Source data
* * *

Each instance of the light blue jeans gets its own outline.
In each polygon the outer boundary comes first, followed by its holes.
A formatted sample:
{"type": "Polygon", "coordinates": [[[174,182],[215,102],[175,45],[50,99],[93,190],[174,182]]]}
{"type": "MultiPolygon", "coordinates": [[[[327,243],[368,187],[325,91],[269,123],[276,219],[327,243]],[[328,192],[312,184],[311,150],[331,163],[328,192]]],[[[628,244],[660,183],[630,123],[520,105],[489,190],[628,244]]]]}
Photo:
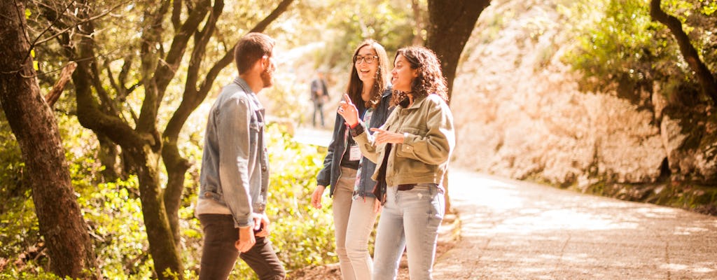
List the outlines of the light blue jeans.
{"type": "Polygon", "coordinates": [[[369,238],[377,214],[374,198],[353,200],[356,170],[341,168],[341,175],[333,193],[333,224],[336,254],[343,280],[368,280],[374,271],[369,254],[369,238]]]}
{"type": "Polygon", "coordinates": [[[388,188],[376,231],[374,280],[396,279],[404,248],[408,252],[411,280],[432,279],[445,206],[435,184],[418,184],[409,190],[388,188]]]}

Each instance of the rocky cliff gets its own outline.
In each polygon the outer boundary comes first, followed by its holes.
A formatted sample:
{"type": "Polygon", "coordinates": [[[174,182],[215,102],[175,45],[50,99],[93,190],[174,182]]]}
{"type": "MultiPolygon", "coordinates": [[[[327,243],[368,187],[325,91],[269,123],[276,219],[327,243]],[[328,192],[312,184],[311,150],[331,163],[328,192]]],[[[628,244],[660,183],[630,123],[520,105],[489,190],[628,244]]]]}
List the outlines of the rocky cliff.
{"type": "Polygon", "coordinates": [[[659,92],[638,92],[651,103],[641,106],[615,92],[580,91],[579,74],[561,62],[572,40],[557,9],[503,0],[481,14],[450,102],[454,164],[584,190],[717,182],[714,116],[669,114],[659,92]]]}

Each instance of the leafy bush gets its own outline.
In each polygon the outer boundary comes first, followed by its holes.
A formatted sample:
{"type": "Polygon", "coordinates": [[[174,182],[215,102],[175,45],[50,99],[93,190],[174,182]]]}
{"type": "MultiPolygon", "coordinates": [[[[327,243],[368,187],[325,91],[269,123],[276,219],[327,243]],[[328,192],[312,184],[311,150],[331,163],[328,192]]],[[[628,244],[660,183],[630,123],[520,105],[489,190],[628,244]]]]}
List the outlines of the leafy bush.
{"type": "MultiPolygon", "coordinates": [[[[710,2],[663,1],[662,6],[680,19],[693,45],[713,69],[717,21],[716,4],[710,2]]],[[[563,60],[584,74],[581,85],[584,90],[614,90],[639,105],[650,102],[649,95],[640,93],[652,92],[654,82],[661,84],[661,92],[673,101],[684,101],[669,96],[675,89],[698,91],[674,37],[650,18],[649,0],[578,1],[561,11],[576,39],[574,48],[563,60]]]]}

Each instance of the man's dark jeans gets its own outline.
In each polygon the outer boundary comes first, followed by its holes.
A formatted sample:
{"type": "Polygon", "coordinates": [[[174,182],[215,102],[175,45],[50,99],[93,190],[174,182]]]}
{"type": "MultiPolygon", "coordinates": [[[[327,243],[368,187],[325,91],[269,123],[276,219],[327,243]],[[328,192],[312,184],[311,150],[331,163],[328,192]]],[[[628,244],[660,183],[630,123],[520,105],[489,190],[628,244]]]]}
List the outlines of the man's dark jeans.
{"type": "Polygon", "coordinates": [[[257,243],[249,251],[239,254],[234,243],[239,240],[239,229],[234,227],[231,215],[202,214],[199,222],[204,232],[201,250],[200,280],[227,279],[234,269],[237,257],[262,280],[280,280],[286,276],[284,266],[265,237],[257,237],[257,243]]]}

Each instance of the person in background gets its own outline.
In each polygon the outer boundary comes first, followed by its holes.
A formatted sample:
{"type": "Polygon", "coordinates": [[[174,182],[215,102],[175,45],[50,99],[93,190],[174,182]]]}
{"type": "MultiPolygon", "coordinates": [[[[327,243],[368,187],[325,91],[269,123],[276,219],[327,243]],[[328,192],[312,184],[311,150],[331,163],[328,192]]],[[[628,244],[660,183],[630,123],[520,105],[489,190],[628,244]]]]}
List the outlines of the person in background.
{"type": "MultiPolygon", "coordinates": [[[[388,56],[376,42],[368,39],[353,52],[353,64],[345,98],[357,105],[357,114],[366,127],[381,126],[389,115],[391,90],[388,89],[388,56]]],[[[311,204],[320,208],[326,186],[333,198],[336,254],[344,280],[370,279],[373,262],[369,254],[369,237],[376,223],[379,205],[371,193],[371,179],[376,164],[366,160],[348,136],[343,118],[336,115],[333,137],[323,168],[316,178],[311,204]]]]}
{"type": "Polygon", "coordinates": [[[395,279],[408,252],[412,280],[431,279],[438,227],[443,219],[443,178],[455,146],[453,117],[446,103],[445,79],[435,54],[422,47],[399,49],[391,82],[397,105],[386,123],[371,128],[360,109],[346,100],[338,114],[361,153],[378,165],[374,194],[384,203],[376,231],[374,280],[395,279]]]}
{"type": "Polygon", "coordinates": [[[314,105],[314,115],[311,118],[313,127],[316,127],[316,115],[319,115],[321,127],[323,123],[323,105],[328,101],[328,89],[326,88],[326,80],[323,78],[323,70],[316,71],[316,79],[311,81],[311,102],[314,105]]]}
{"type": "Polygon", "coordinates": [[[204,234],[199,279],[227,279],[240,257],[260,279],[283,279],[265,212],[269,160],[264,107],[257,98],[273,81],[275,42],[260,33],[234,49],[239,77],[209,111],[195,214],[204,234]]]}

* * *

**Aim**.
Please update the entries above by changing every "gets its own outline" to "is outlined separately" and keeping everything else unchanged. Leave the pictures out of your answer.

**Complete answer**.
Each instance of the light blue jeans is outlined separately.
In each polygon the outer boundary comes first, followed by its holes.
A formatted sample:
{"type": "Polygon", "coordinates": [[[174,182],[215,102],[175,45],[50,99],[93,190],[174,182]]]}
{"type": "MultiPolygon", "coordinates": [[[[327,243],[368,187],[325,91],[269,123],[276,219],[327,243]],[[328,192],[312,184],[311,150],[331,163],[328,192]]],[[[628,244],[660,183],[630,123],[520,105],[489,190],[628,244]]]]}
Photo:
List the outlines of the light blue jeans.
{"type": "Polygon", "coordinates": [[[369,238],[377,214],[374,198],[353,200],[356,170],[341,168],[341,175],[333,193],[333,224],[336,254],[343,280],[368,280],[374,271],[369,254],[369,238]]]}
{"type": "Polygon", "coordinates": [[[388,188],[376,231],[374,280],[396,279],[404,248],[408,252],[411,280],[432,279],[445,206],[435,184],[418,184],[409,190],[388,188]]]}

Each instance of the rocky cliff is outlined separately.
In each polygon the outer boundary comes first, followed by its holes.
A formatted sample:
{"type": "Polygon", "coordinates": [[[174,182],[215,102],[175,45],[50,99],[93,190],[174,182]]]}
{"type": "MultiPolygon", "coordinates": [[[[327,243],[368,187],[325,91],[269,123],[276,219],[327,243]],[[328,192],[312,184],[311,150],[331,163],[328,192]]],[[[628,244],[660,183],[630,123],[520,105],[489,190],[628,244]]]]}
List the outlines of the rocky cliff.
{"type": "Polygon", "coordinates": [[[659,92],[638,92],[651,103],[641,106],[615,92],[580,91],[579,74],[561,62],[572,40],[557,9],[503,0],[481,14],[450,102],[454,164],[584,190],[717,182],[714,116],[669,114],[659,92]]]}

Each instance of the leafy bush is outlined separately.
In each polygon the outer boundary comes first, followed by its holes.
A formatted sample:
{"type": "Polygon", "coordinates": [[[174,182],[215,102],[175,45],[50,99],[93,190],[174,182]]]}
{"type": "MultiPolygon", "coordinates": [[[[327,243],[368,187],[325,91],[269,123],[276,219],[327,243]],[[328,192],[312,184],[311,150],[331,163],[328,192]]],[[[628,244],[660,183],[630,123],[520,105],[489,190],[628,244]]]]}
List the outlines of the leafy bush.
{"type": "MultiPolygon", "coordinates": [[[[710,2],[663,1],[662,6],[680,19],[693,45],[713,69],[717,21],[716,4],[710,2]]],[[[563,60],[584,74],[581,85],[584,90],[614,90],[639,105],[650,102],[649,95],[640,93],[652,92],[654,82],[661,84],[661,92],[673,101],[684,101],[669,96],[675,89],[698,91],[674,37],[650,18],[649,0],[578,1],[561,11],[576,39],[574,48],[563,60]]]]}

Each instance of the man's dark jeans is outlined separately.
In each polygon the outer boundary comes first, followed by its holes.
A formatted sample:
{"type": "Polygon", "coordinates": [[[174,182],[215,102],[175,45],[50,99],[93,190],[174,182]]]}
{"type": "MultiPolygon", "coordinates": [[[[327,243],[368,187],[325,91],[269,123],[276,219],[327,243]],[[328,192],[312,184],[311,150],[331,163],[328,192]]],[[[628,244],[660,183],[630,123],[520,105],[489,190],[628,244]]]]}
List the outlines of the man's dark jeans.
{"type": "Polygon", "coordinates": [[[257,243],[249,251],[239,254],[234,243],[239,240],[239,229],[234,227],[231,215],[202,214],[199,222],[204,232],[201,250],[200,280],[227,279],[234,269],[237,257],[262,280],[280,280],[286,276],[284,266],[265,237],[257,237],[257,243]]]}

Each instance of the person in background is outlined separately.
In each polygon the outer boundary comes first, followed by its holes.
A formatted sample:
{"type": "Polygon", "coordinates": [[[174,182],[215,102],[175,45],[50,99],[93,190],[174,182]]]}
{"type": "MultiPolygon", "coordinates": [[[[327,243],[368,187],[325,91],[269,123],[276,219],[327,243]],[[328,192],[312,184],[311,150],[331,163],[328,192]]],[[[628,244],[660,183],[630,123],[520,105],[489,190],[628,244]]]]}
List the outlines of the person in background.
{"type": "MultiPolygon", "coordinates": [[[[388,56],[376,42],[368,39],[353,52],[353,64],[345,98],[357,105],[357,114],[366,127],[381,126],[389,115],[391,90],[388,89],[388,56]]],[[[311,204],[320,208],[326,186],[333,198],[336,254],[344,280],[370,279],[373,262],[369,254],[369,237],[376,223],[379,205],[371,193],[371,179],[376,164],[366,160],[348,136],[343,118],[336,115],[333,137],[323,168],[316,178],[311,204]]]]}
{"type": "Polygon", "coordinates": [[[395,279],[408,252],[412,280],[431,279],[438,227],[443,219],[443,178],[455,146],[453,117],[446,103],[445,79],[435,54],[422,47],[399,49],[391,82],[397,105],[386,123],[371,128],[360,109],[346,100],[338,114],[361,153],[378,165],[374,194],[384,203],[376,231],[374,280],[395,279]]]}
{"type": "Polygon", "coordinates": [[[314,105],[314,115],[311,118],[313,127],[316,127],[316,115],[319,115],[321,127],[323,123],[323,105],[328,101],[328,89],[326,88],[326,80],[323,78],[323,70],[316,71],[316,79],[311,81],[311,102],[314,105]]]}
{"type": "Polygon", "coordinates": [[[204,234],[199,279],[227,279],[240,257],[260,279],[283,279],[265,212],[269,160],[264,107],[257,98],[273,81],[275,42],[260,33],[234,49],[239,77],[209,111],[195,214],[204,234]]]}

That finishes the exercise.